----- ТЕКСТ ДЛЯ ЧТЕНИЯ

Текст книги "Моя жизнь: до изгнания"
Автор книги: Михаил Шемякин
Жанр: Биографии и Мемуары, Публицистика
Возрастные ограничения: +18
сообщить о неприемлемом содержимом
Текущая страница: 39 (всего у книги 45 страниц)
Иностранца я всегда сумею отличить от наших советских граждан. У них, у буржуазных иностранцев, в морде что-то заложено другое.
Михаил Зощенко
Иностранцев как в царское, так и в советское время не любили, но уважали; более того, где-то и побаивались: тронешь его невзначай, а потом одни неприятности, а может, даже и международный скандал. И однажды ночью я этот страх перед иностранцем испытал на себе. Только иностранцем в ту памятную ночь был я, а испытывающими страх были милиционеры, которые задержали меня за шумное и недостойное поведение в ленинградском метро.
Виной этой истории была молодая английская художница Джиллиан Вайс, приехавшая по культурному обмену прочесть лекции в Академии художеств, где закрутила роман с молдавским студентом и готовилась выйти за него замуж. Нрава Джиллиан была весьма свободного и любила крепко выпить и погулять в компаниях художников. Не помню, кто её затащил ко мне на какую-то вечеринку, но после неё она стала частым гостем нашего дома.
Была она, как многие британки, не очень красива. К тому же, имея какой-то недуг, вынуждена была принимать гормональные пилюли, отчего у неё стали прорастать волосы под носом и на подбородке, и если она не успевала побриться, то при поцелуе слегка колола своей проросшей щетиной.
Крутая авангардистка, она умудрилась стать советницей королевы Англии по декоративному дизайну, мои работы ни в грош не ставила, как художника презирала, но как собутыльник и мужчина я ей явно нравился, и у меня ещё произойдёт с ней забавный эпизод в моей эмигрантской жизни в Париже.
Выпито в тот вечер было прилично, и я малость перебрал. И, видно, проснулись гены моего отца. Стащив с себя рубаху, как когда-то отец, я пил “Столичную”, обнажив свой торс, а за полночь надел на голое тело недавно приобретённый офицерский полушубок и отправился провожать возвращавшуюся в общежитие англичанку.
Спустившись в подземелье метро, в ожидании поезда мы громко орали, перемешивая русские слова с английскими, целовались и вели себя, пожалуй, чересчур свободно для советского времени. Публика неодобрительно поглядывала, а проходившая мимо немолодая служительница метро в казённой форме бросила на нас уничтожающий взгляд.
Подошёл поезд, я последний раз укалываюсь о подбородок Джиллиан и прежде, чем задвигается автоматическая дверь, кричу ей прощальные слова на разных языках, имеющихся в моём скромном запасе: “Бай-бай!”, “Чао!” и “Ауфвидерзеен”!”

----------

* **ЗАДАНИЕ 1**:
Ответьте по отрывку о ночи в ленинградском метро:
(a) С какой целью Джиллиан Вайс приехала в Академию художеств?
(b) Что рассказчик надел на голое тело, отправляясь провожать англичанку?
(c) Какие прощальные слова рассказчик кричит Джиллиан у дверей поезда?
* **ЗАДАНИЕ 2**:
Продолжите отрывок о ночи в ленинградском метро: напишите несколько следующих абзацев после последнего предложения.
Строки никак не связаны с отрывком.

----- ПОКАЗАННЫЕ ДАННЫЕ

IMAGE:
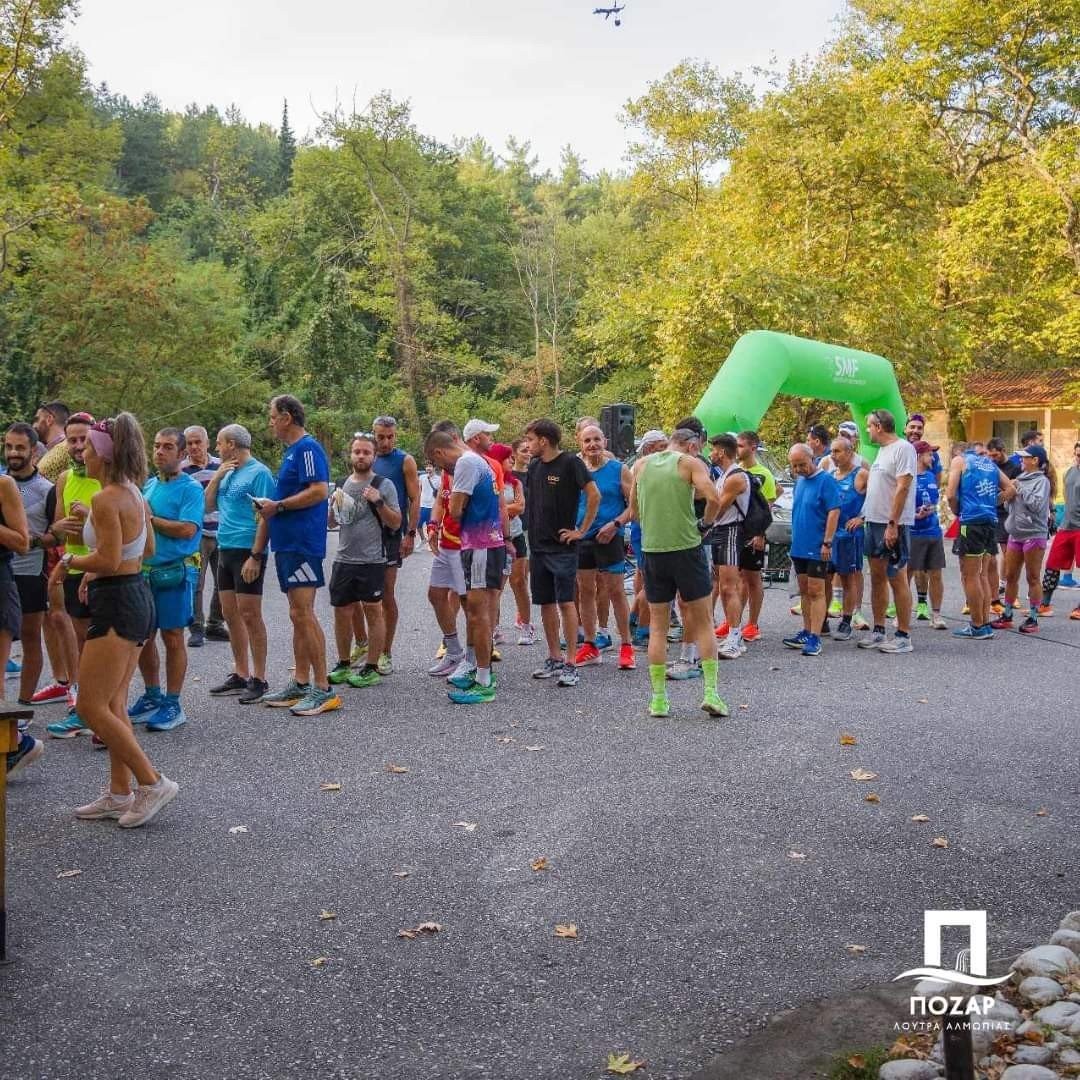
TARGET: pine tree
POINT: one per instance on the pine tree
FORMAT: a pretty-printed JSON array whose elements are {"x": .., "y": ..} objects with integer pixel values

----------
----- ПОКАЗАННЫЕ ДАННЫЕ

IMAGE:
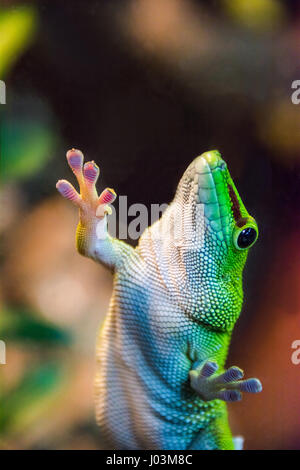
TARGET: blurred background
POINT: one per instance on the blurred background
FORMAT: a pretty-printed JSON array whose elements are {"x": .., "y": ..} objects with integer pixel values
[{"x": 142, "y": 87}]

----------

* **ОТВЕТ 1**:
(a) Чтобы по культурному обмену прочесть лекции.
(b) Недавно приобретённый офицерский полушубок.
(c) «Бай-бай!», «Чао!» и «Ауфвидерзеен!».

* **ОТВЕТ 2**:
Двери захлопнулись, поезд тронулся, я, пошатываясь, побрёл к лестнице-чудеснице, но дойти до неё мне не удалось: по дороге я умудрился нечаянно толкнуть ту самую невзлюбившую нас с Джиллиан служительницу метро, которая, засвистев в вынутый из нагрудного кармашка милицейский свисток, вызвала тут же подоспевший наряд милиции. “Хулиган заморский! Мало того что пьяный, так ещё и меня пытался на рельсы сбросить! – верещит служительница, сдавая меня милиционерам. – С кралей своей иностранкой при всех целовались, орали на своём языке, публику нормальную пугали… – продолжает она, пока четверо молодых милиционеров с интересом разглядывают меня. – Все они такие, заморские, и краля-иностранка бесстыдница…” – не может угомониться “пострадавшая”.
Значит, для них я сегодня являюсь существом заморским, то есть иностранцем, к которому надо относиться с осторожностью, и я мгновенно обретаю сильный акцент и превращаюсь в “иностранца”.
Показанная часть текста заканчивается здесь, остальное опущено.